**TASK TO COMPLETE**: Below are some records; state how many of their lines contain the word "floret", and add nothing.

*** Opening DATA SHOWN ***

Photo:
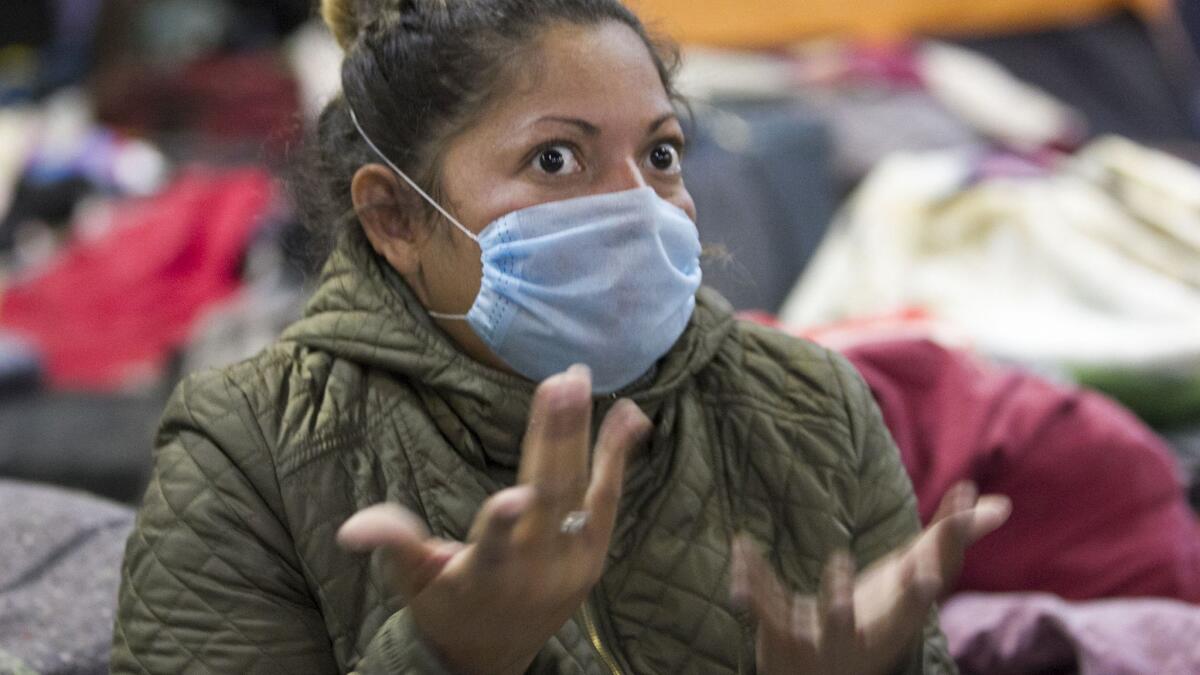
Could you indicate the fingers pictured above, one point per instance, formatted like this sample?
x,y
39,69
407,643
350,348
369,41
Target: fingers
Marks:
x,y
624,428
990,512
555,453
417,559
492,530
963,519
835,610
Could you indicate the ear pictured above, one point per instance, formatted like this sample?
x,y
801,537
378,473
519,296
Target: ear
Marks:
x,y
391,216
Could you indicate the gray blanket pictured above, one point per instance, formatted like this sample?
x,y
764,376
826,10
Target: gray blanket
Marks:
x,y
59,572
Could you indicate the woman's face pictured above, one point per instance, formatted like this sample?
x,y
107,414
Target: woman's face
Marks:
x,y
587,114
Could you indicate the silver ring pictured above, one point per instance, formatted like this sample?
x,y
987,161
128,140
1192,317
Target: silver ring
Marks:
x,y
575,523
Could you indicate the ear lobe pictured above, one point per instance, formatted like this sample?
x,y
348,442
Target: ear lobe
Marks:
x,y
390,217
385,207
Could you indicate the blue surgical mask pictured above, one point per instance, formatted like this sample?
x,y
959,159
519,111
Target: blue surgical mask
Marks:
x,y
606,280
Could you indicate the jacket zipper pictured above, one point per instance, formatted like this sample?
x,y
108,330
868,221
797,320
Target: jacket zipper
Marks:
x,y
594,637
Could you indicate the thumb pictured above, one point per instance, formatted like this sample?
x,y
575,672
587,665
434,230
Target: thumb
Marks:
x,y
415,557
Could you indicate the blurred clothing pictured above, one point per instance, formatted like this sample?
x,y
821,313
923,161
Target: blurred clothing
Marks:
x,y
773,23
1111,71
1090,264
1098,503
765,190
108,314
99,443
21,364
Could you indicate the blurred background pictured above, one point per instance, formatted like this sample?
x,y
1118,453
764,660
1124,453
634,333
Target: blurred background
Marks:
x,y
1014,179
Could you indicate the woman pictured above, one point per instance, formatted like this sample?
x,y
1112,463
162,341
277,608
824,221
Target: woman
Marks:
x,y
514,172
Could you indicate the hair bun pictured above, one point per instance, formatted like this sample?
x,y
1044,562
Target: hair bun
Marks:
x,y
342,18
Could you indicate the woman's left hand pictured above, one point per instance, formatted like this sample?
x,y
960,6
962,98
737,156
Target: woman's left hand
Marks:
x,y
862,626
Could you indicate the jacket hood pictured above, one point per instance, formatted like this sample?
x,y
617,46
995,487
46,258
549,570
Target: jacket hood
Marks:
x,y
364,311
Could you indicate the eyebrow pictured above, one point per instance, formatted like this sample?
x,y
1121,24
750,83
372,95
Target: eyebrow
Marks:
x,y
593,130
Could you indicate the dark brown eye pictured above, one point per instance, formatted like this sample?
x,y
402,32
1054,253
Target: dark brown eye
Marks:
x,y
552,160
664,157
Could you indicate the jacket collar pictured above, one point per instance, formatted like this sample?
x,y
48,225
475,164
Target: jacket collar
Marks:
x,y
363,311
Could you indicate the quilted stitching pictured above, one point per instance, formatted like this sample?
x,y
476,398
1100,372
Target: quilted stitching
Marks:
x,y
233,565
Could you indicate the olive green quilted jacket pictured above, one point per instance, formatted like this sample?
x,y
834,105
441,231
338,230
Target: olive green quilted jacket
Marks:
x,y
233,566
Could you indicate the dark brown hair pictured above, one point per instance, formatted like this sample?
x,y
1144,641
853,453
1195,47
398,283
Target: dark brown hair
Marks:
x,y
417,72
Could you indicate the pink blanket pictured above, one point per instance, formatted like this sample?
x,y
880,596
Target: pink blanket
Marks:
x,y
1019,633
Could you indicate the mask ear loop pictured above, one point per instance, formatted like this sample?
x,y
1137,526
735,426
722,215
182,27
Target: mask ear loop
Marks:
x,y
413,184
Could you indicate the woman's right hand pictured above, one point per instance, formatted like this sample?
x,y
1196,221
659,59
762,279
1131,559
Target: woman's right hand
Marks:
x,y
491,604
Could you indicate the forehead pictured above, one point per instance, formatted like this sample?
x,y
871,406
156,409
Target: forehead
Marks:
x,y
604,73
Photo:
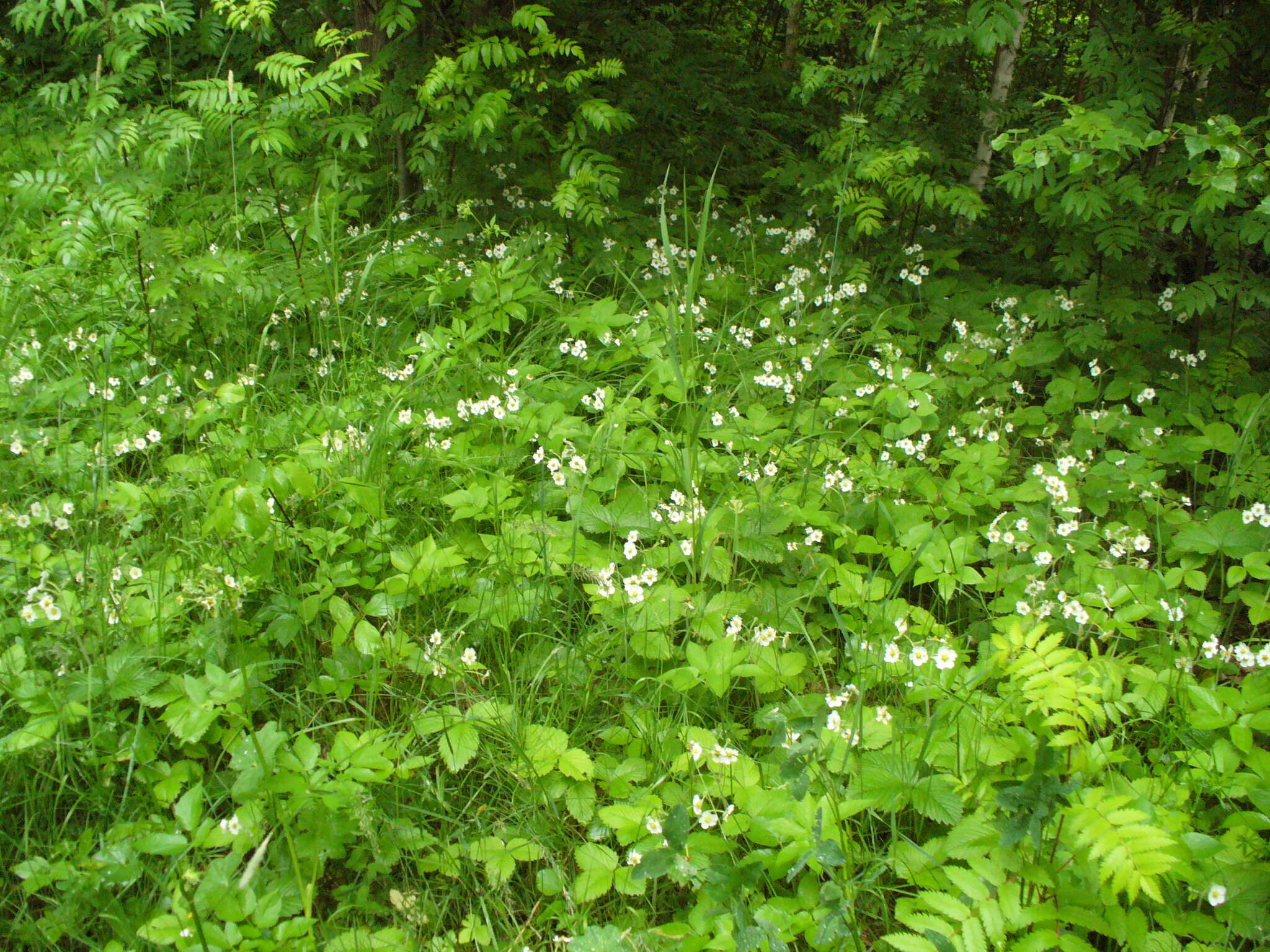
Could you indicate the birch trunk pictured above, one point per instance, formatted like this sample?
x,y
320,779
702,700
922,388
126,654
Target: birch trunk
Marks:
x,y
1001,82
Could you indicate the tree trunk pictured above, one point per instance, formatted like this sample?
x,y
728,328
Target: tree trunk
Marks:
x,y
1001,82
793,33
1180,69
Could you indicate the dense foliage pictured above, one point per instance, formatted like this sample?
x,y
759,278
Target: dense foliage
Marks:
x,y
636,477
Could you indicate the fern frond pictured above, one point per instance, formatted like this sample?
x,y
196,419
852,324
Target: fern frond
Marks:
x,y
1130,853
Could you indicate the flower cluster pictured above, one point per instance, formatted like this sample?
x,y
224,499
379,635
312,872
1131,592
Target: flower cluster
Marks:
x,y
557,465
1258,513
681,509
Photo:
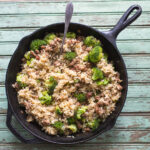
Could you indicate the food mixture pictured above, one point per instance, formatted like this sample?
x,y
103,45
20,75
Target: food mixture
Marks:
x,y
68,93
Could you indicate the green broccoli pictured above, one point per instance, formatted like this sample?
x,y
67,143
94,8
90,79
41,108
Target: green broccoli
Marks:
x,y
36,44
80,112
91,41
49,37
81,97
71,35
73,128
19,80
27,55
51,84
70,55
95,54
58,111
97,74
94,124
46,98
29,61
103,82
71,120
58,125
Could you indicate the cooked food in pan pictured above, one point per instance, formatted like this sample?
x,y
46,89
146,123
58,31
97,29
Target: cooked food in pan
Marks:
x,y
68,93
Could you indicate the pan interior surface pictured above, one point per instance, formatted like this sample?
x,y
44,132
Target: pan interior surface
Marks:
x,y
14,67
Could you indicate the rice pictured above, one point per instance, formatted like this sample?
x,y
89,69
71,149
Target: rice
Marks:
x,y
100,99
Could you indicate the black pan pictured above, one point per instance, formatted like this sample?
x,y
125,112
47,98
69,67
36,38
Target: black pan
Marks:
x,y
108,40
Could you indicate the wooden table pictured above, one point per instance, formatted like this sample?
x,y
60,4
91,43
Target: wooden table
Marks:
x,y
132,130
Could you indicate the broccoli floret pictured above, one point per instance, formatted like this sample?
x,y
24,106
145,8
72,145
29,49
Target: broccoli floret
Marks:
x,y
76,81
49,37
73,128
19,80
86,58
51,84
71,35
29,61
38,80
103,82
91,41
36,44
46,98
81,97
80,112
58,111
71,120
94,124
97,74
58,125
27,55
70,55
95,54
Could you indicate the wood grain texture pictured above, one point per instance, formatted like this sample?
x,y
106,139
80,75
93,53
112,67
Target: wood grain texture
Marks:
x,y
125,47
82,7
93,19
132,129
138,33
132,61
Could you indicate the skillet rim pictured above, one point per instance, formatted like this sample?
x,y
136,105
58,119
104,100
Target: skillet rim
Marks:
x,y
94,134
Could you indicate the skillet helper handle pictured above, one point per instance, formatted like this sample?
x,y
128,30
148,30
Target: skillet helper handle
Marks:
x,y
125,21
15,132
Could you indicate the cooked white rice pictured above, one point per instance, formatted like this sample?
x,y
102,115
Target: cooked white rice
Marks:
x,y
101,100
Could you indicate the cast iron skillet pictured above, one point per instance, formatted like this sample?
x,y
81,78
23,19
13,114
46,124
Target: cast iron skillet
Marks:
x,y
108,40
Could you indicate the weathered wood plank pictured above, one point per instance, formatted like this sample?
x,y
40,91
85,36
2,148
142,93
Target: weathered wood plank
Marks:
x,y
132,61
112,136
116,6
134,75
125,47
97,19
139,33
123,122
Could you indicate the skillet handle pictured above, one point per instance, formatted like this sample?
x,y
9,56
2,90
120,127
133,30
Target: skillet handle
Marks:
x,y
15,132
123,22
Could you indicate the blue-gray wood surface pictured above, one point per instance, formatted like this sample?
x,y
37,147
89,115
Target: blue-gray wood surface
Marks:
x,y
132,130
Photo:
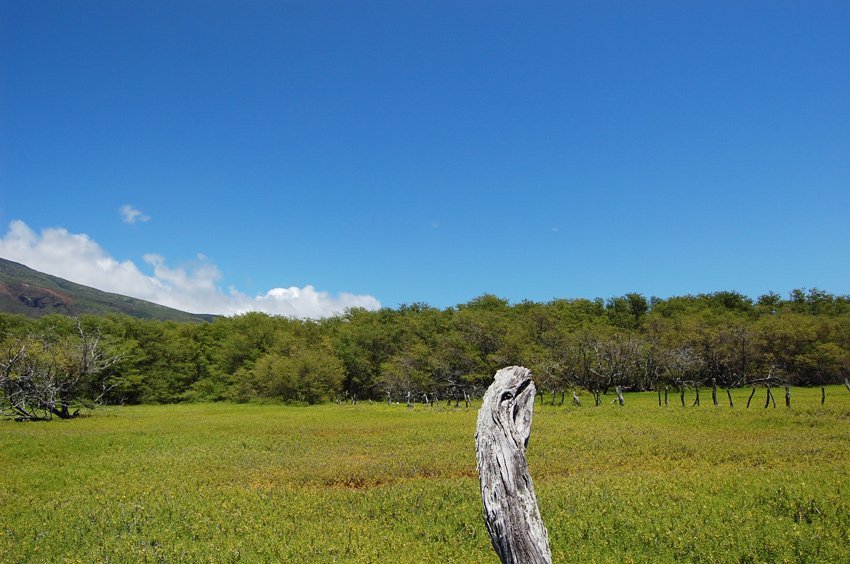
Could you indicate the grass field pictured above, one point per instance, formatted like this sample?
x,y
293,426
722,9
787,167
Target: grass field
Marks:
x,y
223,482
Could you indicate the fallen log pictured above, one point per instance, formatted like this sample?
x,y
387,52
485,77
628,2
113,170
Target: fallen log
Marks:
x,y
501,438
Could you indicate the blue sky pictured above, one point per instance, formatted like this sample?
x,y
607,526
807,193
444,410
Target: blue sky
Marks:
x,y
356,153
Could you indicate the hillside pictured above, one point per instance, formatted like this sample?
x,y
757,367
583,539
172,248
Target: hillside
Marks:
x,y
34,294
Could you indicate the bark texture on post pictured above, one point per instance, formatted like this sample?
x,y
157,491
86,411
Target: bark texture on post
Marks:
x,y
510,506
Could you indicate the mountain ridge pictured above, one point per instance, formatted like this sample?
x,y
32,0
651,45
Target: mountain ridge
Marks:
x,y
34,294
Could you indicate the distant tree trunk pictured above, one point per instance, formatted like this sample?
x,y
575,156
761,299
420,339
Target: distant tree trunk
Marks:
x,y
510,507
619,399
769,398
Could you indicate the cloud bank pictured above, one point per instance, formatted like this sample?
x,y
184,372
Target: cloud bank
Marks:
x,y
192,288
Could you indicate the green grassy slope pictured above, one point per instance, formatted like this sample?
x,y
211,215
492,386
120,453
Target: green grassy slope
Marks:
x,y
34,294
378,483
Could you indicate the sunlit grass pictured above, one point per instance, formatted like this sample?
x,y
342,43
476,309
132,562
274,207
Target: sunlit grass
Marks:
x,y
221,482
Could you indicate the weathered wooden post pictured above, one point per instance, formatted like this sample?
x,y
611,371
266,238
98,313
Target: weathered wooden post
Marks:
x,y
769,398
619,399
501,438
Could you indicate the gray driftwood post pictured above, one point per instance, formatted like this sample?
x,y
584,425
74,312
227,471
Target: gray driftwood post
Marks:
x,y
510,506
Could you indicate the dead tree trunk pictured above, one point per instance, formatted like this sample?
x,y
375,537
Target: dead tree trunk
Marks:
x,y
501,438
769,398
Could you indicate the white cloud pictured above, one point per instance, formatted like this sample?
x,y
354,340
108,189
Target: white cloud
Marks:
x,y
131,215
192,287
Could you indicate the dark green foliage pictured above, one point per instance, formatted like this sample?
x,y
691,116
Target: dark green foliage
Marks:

*** Closing DATA SHOWN ***

**ANSWER TO THIS TASK**: 2